→ **Extrait de page**
· · · · ·

Critique | La vie des hommes infâmes de Gilles Deroo et Marianne Pistone, 2024
Loin ou bien près, « il peut être n’importe où ».
C’est la traque d’un homme comme un autre. D’un mari et d’un père ordinaire, aussi bizarre qu’un autre, singulier comme quiconque, sans doute dangereux. Celle d’un être tenu par un environnement, des structures intérieures et extérieures qui le dépassent. Une colère qui le prend. Un besoin de s’isoler. Quand Deroo et Pistone fouillent les écrits de Foucault, iels tombent sur le chemin crotté de ce malheureux, cet homme perdu dans les sphères de la justice et de l’âme humaine.
La faune se place au centre, tandis que la flore empiète la profondeur des champs. La nature entoure les espaces sonores, brute et silencieuse – une promenade en forêt. Les humains sont toujours au second plan, cachés, dehors, dedans, rarement devant. Et leurs paroles sont atténuées (scène de la galette des rois), leurs corps scindés par les gros plans, perdus dans les hors-champs (scènes de prison). C’est la fuite de cet individu et sa survie pour sa défense, dont ce qui le comble moisit son intériorité – toujours nos vies seront le fruit de nos environnements. Ce matérialisme clair et tangible, au fil du film, déploie sa puissance esthétique. Le dénouement est lourd, les temps sont durs. Au départ, on naît sur Terre, puis l’on fait comme on peut – sortir de l’œuf comme de la bienséance, car la folie n’est pas une exception. Elle est la structure même de nos charognes.
Et c’est par là que le film adapte Foucault. La confusion des parts vivantes : il y a de l’homme dans les fleurs et les bêtes, les tulipes et les cochons. Et quand un parasite attaque nos bulbes, « la maladie embellit ». Nous devons tolérer ces métamorphoses comme accepter le vieillissement de nos corps. La mémoire s’essouffle, la vue baisse et le monde se fragmente en parcelles de vies d’où les fous doivent s’échapper, fuir la traque vers là où les bêtes passent. Où elles rugissent. Nous ne sommes qu’un long instant que le commun nomme vie, puis mort, peut-être survie, et cet homme dans le film, « on aurait dit une biche ».
Deroo et Pistone tentent un dispositif modeste pour un questionnement structurel profond. Par le fait de son étroitesse économique, leur proposition capte la justesse des corps et de leurs bafouillements, leurs maladresses, les instabilités de ces chairs passantes qui se confondent avec le reste. Il n’y a que ces corps et leurs alentours, ces décors de bois d’où la guérison naît en simulacre. C’est un long chemin terreux, des feuilles mortes et des individus qui errent dans l’existence. La vie des hommes infâmes, c’est la vie de tous les hommes ; tous ces humains perdus et que le monde maltraite. Un sauvetage dans l’enfonçure des futaies. Un homme qui, déphasé, désaxé, l’est partout sauf dans le bois.
La vie des hommes infâmes de Gilles Deroo et Marianne Pistone au cinéma le 4 décembre.

· · · · ·

→ **Matériel présenté**
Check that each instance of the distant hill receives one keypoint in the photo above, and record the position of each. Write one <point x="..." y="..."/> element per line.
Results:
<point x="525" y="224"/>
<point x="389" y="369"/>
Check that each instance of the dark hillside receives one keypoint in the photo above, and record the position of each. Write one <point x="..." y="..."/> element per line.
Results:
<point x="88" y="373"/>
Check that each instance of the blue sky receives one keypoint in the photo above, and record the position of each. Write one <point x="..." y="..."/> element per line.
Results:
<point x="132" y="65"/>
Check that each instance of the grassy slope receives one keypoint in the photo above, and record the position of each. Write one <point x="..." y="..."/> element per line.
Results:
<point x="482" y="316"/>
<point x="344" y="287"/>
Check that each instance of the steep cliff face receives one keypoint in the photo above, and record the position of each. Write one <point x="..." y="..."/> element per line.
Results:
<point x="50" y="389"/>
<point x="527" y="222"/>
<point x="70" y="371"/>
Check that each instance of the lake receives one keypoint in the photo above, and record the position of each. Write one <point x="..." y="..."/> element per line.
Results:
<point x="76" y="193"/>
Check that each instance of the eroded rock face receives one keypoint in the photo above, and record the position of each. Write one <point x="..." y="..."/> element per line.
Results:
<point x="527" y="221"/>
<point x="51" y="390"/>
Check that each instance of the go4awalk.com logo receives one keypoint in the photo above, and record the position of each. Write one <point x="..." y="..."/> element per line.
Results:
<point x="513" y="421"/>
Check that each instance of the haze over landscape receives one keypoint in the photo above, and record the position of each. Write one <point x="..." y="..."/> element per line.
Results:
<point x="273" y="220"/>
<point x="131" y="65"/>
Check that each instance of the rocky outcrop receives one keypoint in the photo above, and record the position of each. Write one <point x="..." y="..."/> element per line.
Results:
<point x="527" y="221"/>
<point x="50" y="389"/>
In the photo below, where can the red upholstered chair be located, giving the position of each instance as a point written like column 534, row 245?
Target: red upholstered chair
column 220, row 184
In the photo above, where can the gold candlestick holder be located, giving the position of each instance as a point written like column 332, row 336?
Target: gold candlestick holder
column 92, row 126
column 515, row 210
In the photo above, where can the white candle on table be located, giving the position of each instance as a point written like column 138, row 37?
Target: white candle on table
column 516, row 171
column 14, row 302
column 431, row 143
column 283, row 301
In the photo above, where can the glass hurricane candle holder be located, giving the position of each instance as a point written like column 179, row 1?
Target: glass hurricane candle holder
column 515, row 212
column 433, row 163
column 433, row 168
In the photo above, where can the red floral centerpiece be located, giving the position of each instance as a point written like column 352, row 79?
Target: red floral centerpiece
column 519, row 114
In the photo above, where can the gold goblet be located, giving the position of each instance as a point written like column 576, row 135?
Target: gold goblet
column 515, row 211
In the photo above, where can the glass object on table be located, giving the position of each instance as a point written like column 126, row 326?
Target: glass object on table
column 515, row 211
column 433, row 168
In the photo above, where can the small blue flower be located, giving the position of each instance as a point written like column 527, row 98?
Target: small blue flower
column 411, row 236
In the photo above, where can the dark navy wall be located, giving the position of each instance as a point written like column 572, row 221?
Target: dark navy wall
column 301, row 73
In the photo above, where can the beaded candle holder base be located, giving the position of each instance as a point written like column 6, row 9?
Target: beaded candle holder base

· · · · ·

→ **Consigne de travail 1**
Les affirmations suivantes concordent-elles avec la critique ? Pour chacune, répondez par oui ou non et citez les mots décisifs du texte.
(a) Le film sort au cinéma le 4 décembre.
(b) Dans le film, les humains occupent le plus souvent le premier plan.
(c) Selon la critique, la folie est une exception.
→ **Consigne de travail 2**
Comment résumer la critique en deux phrases ?
→ **Consigne de travail 3**
Restituez sans aucune modification le passage de la critique qui va de « Deroo et Pistone tentent » à « le 4 décembre. ».

→ **Solution rédigée 1**
(a) Oui : « au cinéma le 4 décembre ».
(b) Non : « Les humains sont toujours au second plan, cachés, dehors, dedans, rarement devant. »
(c) Non : « car la folie n’est pas une exception ».

→ **Solution rédigée 2**
Ce film de Gilles Deroo et Marianne Pistone adapte Foucault en suivant la traque d’un homme ordinaire, sans doute dangereux et perdu dans les sphères de la justice et de l’âme humaine, au milieu d’une nature omniprésente où les humains restent au second plan. Par un dispositif modeste, il capte la justesse des corps et fait de cet homme, déphasé partout sauf dans le bois, l’image de tous les humains perdus que le monde maltraite.

→ **Solution rédigée 3**
Deroo et Pistone tentent un dispositif modeste pour un questionnement structurel profond. Par le fait de son étroitesse économique, leur proposition capte la justesse des corps et de leurs bafouillements, leurs maladresses, les instabilités de ces chairs passantes qui se confondent avec le reste. Il n’y a que ces corps et leurs alentours, ces décors de bois d’où la guérison naît en simulacre. C’est un long chemin terreux, des feuilles mortes et des individus qui errent dans l’existence. La vie des hommes infâmes, c’est la vie de tous les hommes ; tous ces humains perdus et que le monde maltraite. Un sauvetage dans l’enfonçure des futaies. Un homme qui, déphasé, désaxé, l’est partout sauf dans le bois.
La vie des hommes infâmes de Gilles Deroo et Marianne Pistone au cinéma le 4 décembre.